Do this: Convert all the entries below into a Markdown table with two columns, "Row" for a sequential number and "Line" for the text of each line. Omit blank lines.

(Coordinate annotation entries)
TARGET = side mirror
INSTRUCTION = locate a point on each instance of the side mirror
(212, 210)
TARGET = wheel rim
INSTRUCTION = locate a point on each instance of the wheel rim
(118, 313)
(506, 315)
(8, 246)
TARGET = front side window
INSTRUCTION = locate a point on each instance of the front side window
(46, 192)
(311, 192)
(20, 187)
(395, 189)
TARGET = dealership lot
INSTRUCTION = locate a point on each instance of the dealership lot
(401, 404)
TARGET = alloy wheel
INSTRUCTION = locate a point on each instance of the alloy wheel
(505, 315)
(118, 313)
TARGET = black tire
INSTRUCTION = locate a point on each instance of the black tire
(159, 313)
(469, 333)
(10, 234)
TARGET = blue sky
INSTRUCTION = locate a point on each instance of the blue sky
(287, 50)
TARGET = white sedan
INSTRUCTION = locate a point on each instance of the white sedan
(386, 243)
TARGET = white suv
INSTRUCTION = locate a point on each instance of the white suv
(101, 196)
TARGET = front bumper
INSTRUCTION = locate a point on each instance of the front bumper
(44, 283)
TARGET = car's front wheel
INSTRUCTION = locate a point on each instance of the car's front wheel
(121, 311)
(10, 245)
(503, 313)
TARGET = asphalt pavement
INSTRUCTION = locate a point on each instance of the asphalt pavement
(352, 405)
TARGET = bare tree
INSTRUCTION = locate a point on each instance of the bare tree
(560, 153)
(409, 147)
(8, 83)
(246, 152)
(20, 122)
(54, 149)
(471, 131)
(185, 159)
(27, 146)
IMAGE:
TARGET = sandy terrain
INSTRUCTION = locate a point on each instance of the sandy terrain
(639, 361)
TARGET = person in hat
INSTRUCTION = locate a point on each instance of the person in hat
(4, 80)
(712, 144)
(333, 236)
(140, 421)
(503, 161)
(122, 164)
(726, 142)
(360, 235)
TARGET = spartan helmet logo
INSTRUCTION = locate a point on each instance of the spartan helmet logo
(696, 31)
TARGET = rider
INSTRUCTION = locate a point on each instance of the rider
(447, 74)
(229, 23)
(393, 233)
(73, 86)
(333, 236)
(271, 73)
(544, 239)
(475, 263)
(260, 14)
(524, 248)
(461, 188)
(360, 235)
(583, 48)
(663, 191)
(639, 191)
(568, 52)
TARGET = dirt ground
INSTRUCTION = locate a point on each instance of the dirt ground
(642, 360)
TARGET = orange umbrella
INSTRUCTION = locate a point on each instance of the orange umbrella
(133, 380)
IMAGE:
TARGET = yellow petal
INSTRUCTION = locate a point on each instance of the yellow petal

Answer to this problem:
| Row | Line |
|---|---|
| 1 | TARGET = side mirror |
| 2 | INSTRUCTION = locate a point on each instance of the side mirror |
| 3 | (212, 210) |
| 4 | TARGET = wheel rim |
| 5 | INSTRUCTION = locate a point on each instance of the wheel rim |
| 6 | (118, 313) |
| 7 | (506, 315) |
| 8 | (8, 246) |
| 9 | TARGET = front side window |
| 10 | INSTRUCTION = locate a point on each instance of the front side window |
| 11 | (46, 192) |
| 12 | (311, 192) |
| 13 | (20, 187) |
| 14 | (395, 189) |
| 15 | TARGET = dealership lot |
| 16 | INSTRUCTION = locate a point on each instance of the dealership lot |
| 17 | (401, 404) |
| 18 | TARGET = alloy wheel |
| 19 | INSTRUCTION = locate a point on each instance of the alloy wheel |
| 20 | (505, 315) |
| 21 | (118, 313) |
| 22 | TARGET = black tire |
| 23 | INSTRUCTION = locate a point on each instance of the black tire |
| 24 | (159, 313) |
| 25 | (469, 333) |
| 26 | (10, 234) |
| 27 | TARGET = blue sky |
| 28 | INSTRUCTION = locate a point on each instance of the blue sky |
| 29 | (287, 50) |
| 30 | TARGET = white sedan |
| 31 | INSTRUCTION = locate a point on each instance of the white sedan |
| 32 | (386, 243) |
| 33 | TARGET = white suv |
| 34 | INSTRUCTION = locate a point on each instance of the white suv |
| 35 | (101, 196) |
| 36 | TARGET = front bumper |
| 37 | INSTRUCTION = locate a point on each instance of the front bumper |
| 38 | (44, 283) |
| 39 | TARGET = car's front wheel |
| 40 | INSTRUCTION = locate a point on each instance of the car's front wheel |
| 41 | (121, 311) |
| 42 | (10, 245) |
| 43 | (503, 313) |
| 44 | TARGET = asphalt pavement |
| 45 | INSTRUCTION = locate a point on each instance of the asphalt pavement |
| 46 | (352, 405) |
| 47 | TARGET = bare tree |
| 48 | INSTRUCTION = locate a point on each instance of the bare tree |
| 49 | (560, 153) |
| 50 | (409, 147) |
| 51 | (8, 83) |
| 52 | (246, 152) |
| 53 | (20, 122) |
| 54 | (54, 149) |
| 55 | (471, 131) |
| 56 | (185, 159) |
| 57 | (27, 146) |
| 58 | IMAGE: |
| 59 | TARGET = sandy terrain |
| 60 | INSTRUCTION = locate a point on each instance of the sandy terrain |
| 61 | (639, 361) |
| 62 | TARGET = person in hat |
| 63 | INSTRUCTION = locate a point on each instance of the person in hat |
| 64 | (4, 80) |
| 65 | (712, 144) |
| 66 | (333, 236) |
| 67 | (140, 421) |
| 68 | (503, 161) |
| 69 | (122, 164) |
| 70 | (726, 142) |
| 71 | (360, 235) |
| 72 | TARGET = spartan helmet logo |
| 73 | INSTRUCTION = locate a point on each instance of the spartan helmet logo |
| 74 | (696, 31) |
| 75 | TARGET = rider |
| 76 | INSTRUCTION = locate a point on each instance of the rider |
| 77 | (447, 74) |
| 78 | (229, 23) |
| 79 | (393, 233) |
| 80 | (73, 86) |
| 81 | (333, 236) |
| 82 | (271, 73) |
| 83 | (544, 239) |
| 84 | (475, 263) |
| 85 | (260, 14) |
| 86 | (524, 248) |
| 87 | (461, 188) |
| 88 | (360, 235) |
| 89 | (583, 48) |
| 90 | (663, 191) |
| 91 | (639, 191) |
| 92 | (568, 52) |
| 93 | TARGET = dirt ground |
| 94 | INSTRUCTION = locate a point on each instance of the dirt ground |
| 95 | (642, 360) |
| 96 | TARGET = orange umbrella |
| 97 | INSTRUCTION = locate a point on each instance of the orange umbrella |
| 98 | (133, 380) |
| 99 | IMAGE: |
| 100 | TARGET = yellow petal |
| 101 | INSTRUCTION = locate a point on each instance of the yellow petal |